-- Records for this exercise --
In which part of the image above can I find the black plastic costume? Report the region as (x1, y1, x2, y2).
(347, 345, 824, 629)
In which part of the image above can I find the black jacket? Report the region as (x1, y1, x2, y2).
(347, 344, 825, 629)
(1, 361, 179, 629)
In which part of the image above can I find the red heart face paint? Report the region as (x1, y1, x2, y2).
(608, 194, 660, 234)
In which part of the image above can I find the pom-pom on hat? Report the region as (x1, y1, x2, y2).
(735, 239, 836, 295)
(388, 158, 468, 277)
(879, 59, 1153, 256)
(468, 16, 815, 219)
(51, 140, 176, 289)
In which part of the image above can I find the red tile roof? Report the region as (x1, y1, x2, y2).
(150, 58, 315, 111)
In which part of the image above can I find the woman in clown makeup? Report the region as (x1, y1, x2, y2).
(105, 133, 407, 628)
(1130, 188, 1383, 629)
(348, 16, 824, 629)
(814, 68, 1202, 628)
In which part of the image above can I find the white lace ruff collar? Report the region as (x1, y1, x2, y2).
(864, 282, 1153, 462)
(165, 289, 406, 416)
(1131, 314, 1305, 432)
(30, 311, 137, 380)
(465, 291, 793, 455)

-- Task --
Transcribe every entry exactly, omitting nothing.

-- Task solution --
In which part of the image above can I find the black plastic costume? Report the region as (x1, y1, x2, y2).
(347, 345, 824, 629)
In which part of the image above can I find the black jacket? Report the region as (x1, y1, x2, y2).
(347, 344, 825, 629)
(1, 361, 179, 629)
In which part of the image above can I find the red heart face paint? Report the region as (x1, y1, x2, y2).
(608, 194, 660, 234)
In which part of the image above can I find the pom-pom on hat? Report the region as (x1, y1, x2, y2).
(735, 239, 836, 295)
(388, 158, 468, 277)
(879, 59, 1153, 256)
(468, 16, 815, 219)
(51, 140, 176, 289)
In which part of the image above can I find the red tile roof? Report the region as (x1, y1, x2, y2).
(150, 58, 315, 111)
In which part of the image above can I find the woman in clown makeup? Report the region as (x1, y1, x2, y2).
(105, 133, 407, 628)
(1130, 188, 1383, 629)
(348, 16, 824, 629)
(814, 68, 1202, 628)
In which part of the image above can I find the white lace ruff collar? Report the region as (x1, y1, x2, y2).
(864, 282, 1153, 462)
(165, 289, 406, 416)
(1131, 314, 1305, 432)
(30, 311, 137, 380)
(465, 291, 793, 455)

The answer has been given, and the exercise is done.